# Exercise
Lay out the items from the line with "Task: confirm every instance of the green pea" up to and including the line with "121], [460, 181]]" as a Markdown table with the columns Row and Line. Put each line's number under Row and the line itself under Line, and skip any blank lines.

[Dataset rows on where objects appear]
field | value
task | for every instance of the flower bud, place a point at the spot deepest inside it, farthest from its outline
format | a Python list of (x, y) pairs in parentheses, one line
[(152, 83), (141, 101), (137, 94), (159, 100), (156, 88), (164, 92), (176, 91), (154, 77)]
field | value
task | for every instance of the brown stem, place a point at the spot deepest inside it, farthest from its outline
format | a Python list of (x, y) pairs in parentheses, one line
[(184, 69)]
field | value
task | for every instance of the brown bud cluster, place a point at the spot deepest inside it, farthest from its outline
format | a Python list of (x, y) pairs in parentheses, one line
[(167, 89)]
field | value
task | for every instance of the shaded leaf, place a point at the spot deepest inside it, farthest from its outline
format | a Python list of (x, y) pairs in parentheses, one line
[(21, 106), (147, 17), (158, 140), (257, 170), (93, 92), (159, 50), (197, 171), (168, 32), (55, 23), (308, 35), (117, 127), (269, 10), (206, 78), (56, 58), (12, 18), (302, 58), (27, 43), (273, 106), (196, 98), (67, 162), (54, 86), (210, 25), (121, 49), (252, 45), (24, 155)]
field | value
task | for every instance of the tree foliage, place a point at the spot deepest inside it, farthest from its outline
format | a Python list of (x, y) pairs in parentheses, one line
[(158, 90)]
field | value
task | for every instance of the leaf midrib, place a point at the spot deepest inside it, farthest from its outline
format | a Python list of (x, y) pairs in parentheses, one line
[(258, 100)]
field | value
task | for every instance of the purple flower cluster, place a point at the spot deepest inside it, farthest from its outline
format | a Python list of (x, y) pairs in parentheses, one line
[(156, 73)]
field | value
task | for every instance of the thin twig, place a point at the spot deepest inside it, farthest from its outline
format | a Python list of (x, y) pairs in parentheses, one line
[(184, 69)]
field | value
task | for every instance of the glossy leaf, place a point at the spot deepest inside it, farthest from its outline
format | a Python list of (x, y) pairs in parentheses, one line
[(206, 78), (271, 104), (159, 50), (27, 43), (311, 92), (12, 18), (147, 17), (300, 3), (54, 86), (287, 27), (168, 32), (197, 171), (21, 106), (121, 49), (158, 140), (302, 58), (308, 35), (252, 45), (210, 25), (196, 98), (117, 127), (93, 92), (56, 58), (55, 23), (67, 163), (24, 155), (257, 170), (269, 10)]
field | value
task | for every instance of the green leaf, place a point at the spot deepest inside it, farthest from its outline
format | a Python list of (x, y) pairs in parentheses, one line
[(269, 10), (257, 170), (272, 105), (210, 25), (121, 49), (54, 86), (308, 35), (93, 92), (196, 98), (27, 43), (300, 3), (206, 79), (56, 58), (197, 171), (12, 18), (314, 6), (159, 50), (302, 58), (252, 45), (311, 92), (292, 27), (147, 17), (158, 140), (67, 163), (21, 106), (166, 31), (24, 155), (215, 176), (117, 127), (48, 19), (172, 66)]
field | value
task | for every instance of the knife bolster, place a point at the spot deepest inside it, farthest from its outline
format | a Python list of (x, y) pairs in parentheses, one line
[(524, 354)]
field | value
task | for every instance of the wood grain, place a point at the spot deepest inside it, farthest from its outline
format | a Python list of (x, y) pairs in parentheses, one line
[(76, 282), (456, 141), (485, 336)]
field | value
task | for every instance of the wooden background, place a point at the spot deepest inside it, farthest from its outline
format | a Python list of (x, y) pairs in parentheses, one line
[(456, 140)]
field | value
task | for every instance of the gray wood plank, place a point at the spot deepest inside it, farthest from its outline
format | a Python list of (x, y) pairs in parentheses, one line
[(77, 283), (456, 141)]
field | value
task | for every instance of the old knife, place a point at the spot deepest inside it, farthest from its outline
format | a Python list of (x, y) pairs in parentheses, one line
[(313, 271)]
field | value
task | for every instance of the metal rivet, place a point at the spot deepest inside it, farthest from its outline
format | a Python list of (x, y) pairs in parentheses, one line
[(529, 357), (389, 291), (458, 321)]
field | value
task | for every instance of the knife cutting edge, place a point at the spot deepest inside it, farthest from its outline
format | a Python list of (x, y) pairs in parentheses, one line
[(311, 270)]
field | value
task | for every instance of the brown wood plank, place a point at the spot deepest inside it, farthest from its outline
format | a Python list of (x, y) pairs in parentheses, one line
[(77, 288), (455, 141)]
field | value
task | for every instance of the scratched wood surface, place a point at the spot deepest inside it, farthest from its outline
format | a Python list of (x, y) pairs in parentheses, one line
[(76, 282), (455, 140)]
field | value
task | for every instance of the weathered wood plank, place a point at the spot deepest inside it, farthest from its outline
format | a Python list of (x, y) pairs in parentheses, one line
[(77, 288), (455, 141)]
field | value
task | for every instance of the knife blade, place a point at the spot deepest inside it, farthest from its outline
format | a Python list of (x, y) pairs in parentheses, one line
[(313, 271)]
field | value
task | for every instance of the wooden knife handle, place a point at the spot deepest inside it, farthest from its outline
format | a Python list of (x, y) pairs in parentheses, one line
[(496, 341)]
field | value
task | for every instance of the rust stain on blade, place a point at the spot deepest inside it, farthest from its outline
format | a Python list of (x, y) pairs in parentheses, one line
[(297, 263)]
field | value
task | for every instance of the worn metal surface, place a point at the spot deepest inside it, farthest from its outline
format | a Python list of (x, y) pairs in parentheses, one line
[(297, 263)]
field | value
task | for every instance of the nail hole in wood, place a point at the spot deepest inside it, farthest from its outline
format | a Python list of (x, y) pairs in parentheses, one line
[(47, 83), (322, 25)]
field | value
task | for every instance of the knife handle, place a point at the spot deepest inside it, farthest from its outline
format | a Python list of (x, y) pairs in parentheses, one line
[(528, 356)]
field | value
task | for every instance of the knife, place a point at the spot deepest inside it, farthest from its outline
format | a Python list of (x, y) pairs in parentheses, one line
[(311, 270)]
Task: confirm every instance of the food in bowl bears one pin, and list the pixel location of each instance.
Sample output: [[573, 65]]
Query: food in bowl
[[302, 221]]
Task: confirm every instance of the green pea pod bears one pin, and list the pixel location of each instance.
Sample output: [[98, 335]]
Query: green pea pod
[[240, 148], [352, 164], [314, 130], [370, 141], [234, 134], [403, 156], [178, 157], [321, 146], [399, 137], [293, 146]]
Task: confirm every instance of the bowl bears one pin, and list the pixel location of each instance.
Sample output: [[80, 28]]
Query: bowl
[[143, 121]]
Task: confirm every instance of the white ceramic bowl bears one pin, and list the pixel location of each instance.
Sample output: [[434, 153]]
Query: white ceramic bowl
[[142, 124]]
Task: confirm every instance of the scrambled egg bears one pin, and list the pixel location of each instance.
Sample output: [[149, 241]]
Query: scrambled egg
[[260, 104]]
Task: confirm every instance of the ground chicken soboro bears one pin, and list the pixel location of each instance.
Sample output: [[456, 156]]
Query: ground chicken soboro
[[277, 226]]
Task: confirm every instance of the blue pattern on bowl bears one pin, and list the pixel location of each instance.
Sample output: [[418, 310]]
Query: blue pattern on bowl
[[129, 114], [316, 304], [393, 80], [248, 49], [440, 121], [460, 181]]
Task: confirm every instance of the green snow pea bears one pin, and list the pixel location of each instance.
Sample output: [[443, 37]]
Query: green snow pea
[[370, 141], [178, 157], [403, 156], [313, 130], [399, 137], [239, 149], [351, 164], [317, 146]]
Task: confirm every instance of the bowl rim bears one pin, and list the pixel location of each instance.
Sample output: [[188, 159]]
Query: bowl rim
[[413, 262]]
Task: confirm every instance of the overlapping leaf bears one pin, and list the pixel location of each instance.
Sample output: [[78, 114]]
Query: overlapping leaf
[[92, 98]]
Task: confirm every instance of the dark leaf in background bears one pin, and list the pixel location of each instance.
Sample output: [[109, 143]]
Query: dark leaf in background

# Answer in full
| Row | Line |
|---|---|
| 1 | Task: confirm every instance of the green pea pod bears one pin, and list the pixel location of each instance. |
| 2 | Sample output: [[98, 335]] |
| 3 | Query: green pea pod |
| 4 | [[240, 148], [352, 164], [314, 130], [370, 141], [234, 134], [403, 156], [178, 157], [321, 146], [399, 137], [293, 146]] |
| 5 | Task: confirm every instance of the bowl bears one pin, and list the pixel location of each instance. |
| 6 | Sample output: [[80, 28]] |
| 7 | Query: bowl |
| 8 | [[143, 121]] |
| 9 | Task: confirm every instance of the white ceramic bowl bears one pin, and list the pixel location of each instance. |
| 10 | Sample output: [[434, 153]] |
| 11 | Query: white ceramic bowl |
| 12 | [[142, 124]] |
| 13 | Task: confirm every instance of the scrambled egg bears one pin, and list the pixel location of each instance. |
| 14 | Sample output: [[149, 241]] |
| 15 | Query: scrambled egg |
| 16 | [[260, 104]] |
| 17 | Task: confirm every instance of the ground chicken soboro bears one pin, and list the pixel location of each instance. |
| 18 | Sample output: [[456, 156]] |
| 19 | Query: ground chicken soboro |
| 20 | [[277, 226]] |
| 21 | Task: confirm every instance of the blue pattern on bowl bears one pin, and list the pixel location of each instance. |
| 22 | Sample output: [[418, 310]] |
| 23 | Query: blue pattern on bowl |
| 24 | [[129, 114], [316, 304], [393, 80], [248, 49], [440, 121], [460, 181]] |